§ Records to use
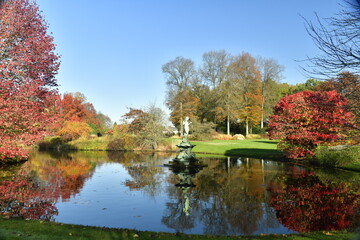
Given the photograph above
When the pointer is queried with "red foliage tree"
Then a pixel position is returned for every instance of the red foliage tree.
(306, 119)
(20, 197)
(74, 108)
(138, 120)
(28, 65)
(304, 203)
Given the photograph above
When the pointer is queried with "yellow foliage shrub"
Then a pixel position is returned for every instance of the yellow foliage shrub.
(73, 130)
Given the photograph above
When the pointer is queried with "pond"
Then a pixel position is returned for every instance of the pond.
(229, 196)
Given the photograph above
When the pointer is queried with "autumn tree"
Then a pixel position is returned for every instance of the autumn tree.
(75, 108)
(228, 102)
(189, 107)
(26, 49)
(304, 120)
(28, 65)
(348, 85)
(179, 74)
(248, 78)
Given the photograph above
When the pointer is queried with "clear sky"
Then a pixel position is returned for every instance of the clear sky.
(113, 50)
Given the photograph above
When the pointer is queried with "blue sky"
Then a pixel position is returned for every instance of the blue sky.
(113, 50)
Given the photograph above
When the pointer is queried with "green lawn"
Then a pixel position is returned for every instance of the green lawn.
(37, 230)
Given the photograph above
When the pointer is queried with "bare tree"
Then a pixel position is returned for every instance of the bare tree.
(339, 42)
(215, 67)
(271, 74)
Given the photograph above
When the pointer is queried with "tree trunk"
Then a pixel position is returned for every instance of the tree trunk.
(228, 124)
(181, 120)
(262, 116)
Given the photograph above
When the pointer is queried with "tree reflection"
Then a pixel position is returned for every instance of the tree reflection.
(141, 166)
(21, 197)
(304, 203)
(227, 197)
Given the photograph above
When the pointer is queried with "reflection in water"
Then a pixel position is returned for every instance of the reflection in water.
(227, 197)
(305, 203)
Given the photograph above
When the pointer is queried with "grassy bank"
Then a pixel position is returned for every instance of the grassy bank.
(31, 230)
(256, 148)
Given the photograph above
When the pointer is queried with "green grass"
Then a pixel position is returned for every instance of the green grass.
(257, 148)
(31, 230)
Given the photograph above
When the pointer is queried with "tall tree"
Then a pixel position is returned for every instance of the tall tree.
(338, 42)
(26, 49)
(28, 66)
(271, 74)
(248, 78)
(215, 67)
(228, 102)
(348, 85)
(179, 74)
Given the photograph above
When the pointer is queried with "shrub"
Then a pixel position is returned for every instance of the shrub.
(116, 145)
(202, 131)
(219, 136)
(337, 156)
(73, 130)
(253, 136)
(55, 142)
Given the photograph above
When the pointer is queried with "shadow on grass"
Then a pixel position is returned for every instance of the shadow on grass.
(256, 153)
(268, 142)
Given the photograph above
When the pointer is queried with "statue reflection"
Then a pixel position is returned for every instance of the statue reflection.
(178, 215)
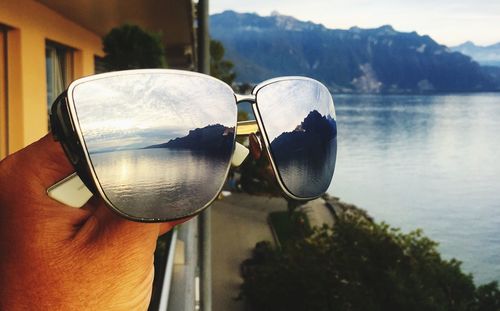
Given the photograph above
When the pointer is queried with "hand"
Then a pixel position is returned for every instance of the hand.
(54, 257)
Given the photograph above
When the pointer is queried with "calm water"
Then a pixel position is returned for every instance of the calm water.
(430, 162)
(159, 183)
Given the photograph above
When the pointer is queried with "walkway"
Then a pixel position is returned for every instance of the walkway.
(238, 222)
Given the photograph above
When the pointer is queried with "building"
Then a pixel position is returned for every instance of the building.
(46, 44)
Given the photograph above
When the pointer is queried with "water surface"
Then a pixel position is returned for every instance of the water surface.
(430, 162)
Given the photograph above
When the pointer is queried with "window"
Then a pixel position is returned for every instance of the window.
(3, 93)
(59, 62)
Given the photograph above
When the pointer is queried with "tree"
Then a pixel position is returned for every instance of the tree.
(220, 68)
(130, 47)
(362, 265)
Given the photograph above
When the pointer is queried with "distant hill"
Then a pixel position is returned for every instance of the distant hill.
(380, 60)
(213, 139)
(484, 55)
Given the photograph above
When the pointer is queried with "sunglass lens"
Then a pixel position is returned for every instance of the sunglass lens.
(159, 144)
(299, 121)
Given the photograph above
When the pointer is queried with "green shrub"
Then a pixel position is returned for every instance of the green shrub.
(362, 265)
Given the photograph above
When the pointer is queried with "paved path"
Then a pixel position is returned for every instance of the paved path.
(238, 222)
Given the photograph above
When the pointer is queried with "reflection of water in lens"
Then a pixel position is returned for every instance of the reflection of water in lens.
(159, 183)
(308, 172)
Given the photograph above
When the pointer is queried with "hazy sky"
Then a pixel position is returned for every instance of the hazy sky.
(449, 22)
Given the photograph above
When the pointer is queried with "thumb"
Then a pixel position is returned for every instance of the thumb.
(105, 226)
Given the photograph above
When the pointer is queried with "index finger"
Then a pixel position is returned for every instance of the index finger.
(43, 161)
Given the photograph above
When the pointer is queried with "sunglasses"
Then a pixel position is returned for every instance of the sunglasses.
(157, 144)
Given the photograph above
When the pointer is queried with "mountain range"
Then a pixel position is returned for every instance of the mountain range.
(380, 60)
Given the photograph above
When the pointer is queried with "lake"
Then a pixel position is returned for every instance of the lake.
(430, 162)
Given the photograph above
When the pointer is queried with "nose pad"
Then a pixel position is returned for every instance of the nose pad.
(239, 155)
(255, 146)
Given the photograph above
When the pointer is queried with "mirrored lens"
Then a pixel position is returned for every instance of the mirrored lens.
(299, 120)
(160, 144)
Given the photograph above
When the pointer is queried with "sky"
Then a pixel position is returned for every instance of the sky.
(449, 22)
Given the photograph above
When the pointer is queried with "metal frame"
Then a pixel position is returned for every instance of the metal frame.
(267, 144)
(252, 98)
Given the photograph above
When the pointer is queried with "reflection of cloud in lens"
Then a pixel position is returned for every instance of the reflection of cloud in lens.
(135, 110)
(284, 105)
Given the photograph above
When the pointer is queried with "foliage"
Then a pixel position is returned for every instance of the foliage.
(130, 47)
(220, 68)
(361, 265)
(289, 226)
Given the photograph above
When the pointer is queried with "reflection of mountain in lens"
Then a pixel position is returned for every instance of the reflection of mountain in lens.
(312, 135)
(305, 157)
(212, 139)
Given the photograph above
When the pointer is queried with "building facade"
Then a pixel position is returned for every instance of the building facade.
(46, 44)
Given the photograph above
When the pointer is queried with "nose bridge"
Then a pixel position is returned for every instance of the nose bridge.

§ Aim of the exercise
List every line of the entries above that contains the word "statue".

§ Output of the task
When the pointer is queried with "statue reflection"
Then a pixel position is returned for every instance of the statue reflection.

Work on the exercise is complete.